→ APPLY WHAT YOU READ
**1.** According to the article on Chicago-area new-home sales, how many new houses, townhouses and condos did developers sell in the Chicago area in 2021?
**2.** Pick up the article on Chicago-area new-home sales after its last sentence and keep writing in the same style.

→ SELECTED TEXT
New-home sales have surged in each of the past two years in the Chicago area, despite prices that have also been rising fast.

Dennis Rodkin

Crain’s Chicago Business

February 10, 2022

Twin Vines Real Estate Services
This newly built four-bedroom house on Sargent Drive in Naperville’s Wagner Farms subdivision sold for just under $677,000 in December. 

Jolted out of a decade-long doldrums by a housing boom the pandemic ignited, Chicago-area builders sold more newly built homes last year than in any year since 2008.

That’s despite considerable price increases, said Erik Doersching, executive vice president of Tracy Cross & Associates, a Schaumburg-based consultancy that tracks new-home sales.

“A year ago, the typical new single-family home was in the mid-$350,000s” in the Chicago area, Doersching said. “Now it’s approaching $425,000, and incomes did not increase proportionately.” That increase, about 19%, is bigger than the market overall, including both existing and new homes. In the Chicago area, the median price of all homes sold in 2021 was up almost 12% from the year before.

The new-home market is yet another example of buyers, fueled by low interest rates and pandemic-driven desire for bigger spaces, spending up to get what they want, a phenomenon that’s also playing out in the upper-priced mansion market and other housing sectors.

Developers sold 5,477 new houses, townhouses and condos in the Chicago area in 2021, according to year-end data from Doersching’s firm. It’s the first time sales crossed the 5,000 mark since 2008, when sales were over 6,300.

A key difference is that the 2008 figure was on its way down from a years-long stretch of sales totals over 25,000, while the 2021 figure is a new high after a stagnant decade.

→ INPUT DATA
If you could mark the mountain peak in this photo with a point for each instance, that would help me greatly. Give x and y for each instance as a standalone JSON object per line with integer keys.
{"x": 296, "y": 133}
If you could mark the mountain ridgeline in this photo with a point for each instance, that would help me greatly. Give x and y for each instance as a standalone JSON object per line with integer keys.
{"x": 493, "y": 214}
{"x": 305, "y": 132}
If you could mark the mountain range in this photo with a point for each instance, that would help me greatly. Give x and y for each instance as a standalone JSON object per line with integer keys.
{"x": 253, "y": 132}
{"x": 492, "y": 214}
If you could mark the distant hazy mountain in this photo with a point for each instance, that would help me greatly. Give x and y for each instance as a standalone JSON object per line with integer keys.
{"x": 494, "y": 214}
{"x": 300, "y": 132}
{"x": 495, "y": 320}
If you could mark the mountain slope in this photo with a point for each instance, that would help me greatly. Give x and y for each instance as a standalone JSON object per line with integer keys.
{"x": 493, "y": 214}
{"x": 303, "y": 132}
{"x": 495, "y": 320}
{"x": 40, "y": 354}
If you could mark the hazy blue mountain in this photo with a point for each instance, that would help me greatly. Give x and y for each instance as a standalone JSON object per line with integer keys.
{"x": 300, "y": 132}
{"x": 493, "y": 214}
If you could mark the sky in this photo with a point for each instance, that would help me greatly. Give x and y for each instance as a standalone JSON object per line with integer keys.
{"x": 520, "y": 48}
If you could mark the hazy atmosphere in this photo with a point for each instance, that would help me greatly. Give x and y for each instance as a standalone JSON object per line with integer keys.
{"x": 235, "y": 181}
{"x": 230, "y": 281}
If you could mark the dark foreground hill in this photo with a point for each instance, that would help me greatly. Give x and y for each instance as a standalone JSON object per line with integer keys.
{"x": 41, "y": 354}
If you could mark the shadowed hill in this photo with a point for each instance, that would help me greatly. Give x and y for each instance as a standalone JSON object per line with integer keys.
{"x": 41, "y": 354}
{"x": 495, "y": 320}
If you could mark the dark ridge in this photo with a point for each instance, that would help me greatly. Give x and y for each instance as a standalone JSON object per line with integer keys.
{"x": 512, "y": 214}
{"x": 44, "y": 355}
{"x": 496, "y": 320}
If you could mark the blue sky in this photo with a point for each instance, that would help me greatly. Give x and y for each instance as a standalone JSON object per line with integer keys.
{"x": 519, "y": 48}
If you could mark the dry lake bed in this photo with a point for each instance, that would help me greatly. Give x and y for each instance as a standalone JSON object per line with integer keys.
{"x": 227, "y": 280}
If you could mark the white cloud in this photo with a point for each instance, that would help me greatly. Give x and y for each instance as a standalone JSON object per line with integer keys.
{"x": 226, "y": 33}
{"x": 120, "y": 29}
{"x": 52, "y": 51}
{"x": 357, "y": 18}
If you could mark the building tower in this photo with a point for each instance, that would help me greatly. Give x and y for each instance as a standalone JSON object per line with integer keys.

→ RESULTS IN ORDER
**1.** 5,477

**2.**
It’s the second new high in two years: In 2021, new home sales were up 9.7% from 2020, which itself saw an increase of 17.1% from 2019.

In the early stretches of the pandemic, there was a built-in cap on new-home sales: a lack of inventory because sales had been so low for over a decade that builders cut back on starting new projects. The lag of about 18 months between launch and delivery of new homes, Doersching has said several times in the past two years, hurt builders’ ability to respond to the quick upturn in housing demand.

Since the pandemic and low interest rates ignited a fiery housing market, builders “have a sense of urgency” about creating new inventory, Doersching said. In the Chicago area, they opened 55 new subdivisions in 2021. “That’s the most we’ve seen in quite a while,” he said.

Those developments that were prepared with inventory when the boom hit fared well. Wagner Farms, a development of over 300 homes that national building firm Pulte got rolling in 2018, arrived in time to be 2021’s biggest seller of new homes. Pulte sold 150 homes there in 2021, according to the Cross report. Pulte officials did not respond to a request for comment.

Builders added 40% more new units to the pipeline in 2021 than the year before, according to the Cross report. Much of this may show up as further sales growth in 2022.

The Cross data captures only homes sold in developments of 10 or more, and covers both detached houses and attached condominiums and townhouses. Homes built on individual lots, a popular model in the city, do not get counted.

The second year of the pandemic, 2021, brought the city’s housing market a strong recovery from the walloping it took in the first year of the pandemic, during shutdowns and an increased interest in the suburbs. New-home sales in the city were up nearly 85% in 2021, more than compensating for the previous year’s drop to the lowest sales figure in 25 years. Cross counted 467 sales in the city, well above not only 2020’s count of 253, but also 2019’s count of 386.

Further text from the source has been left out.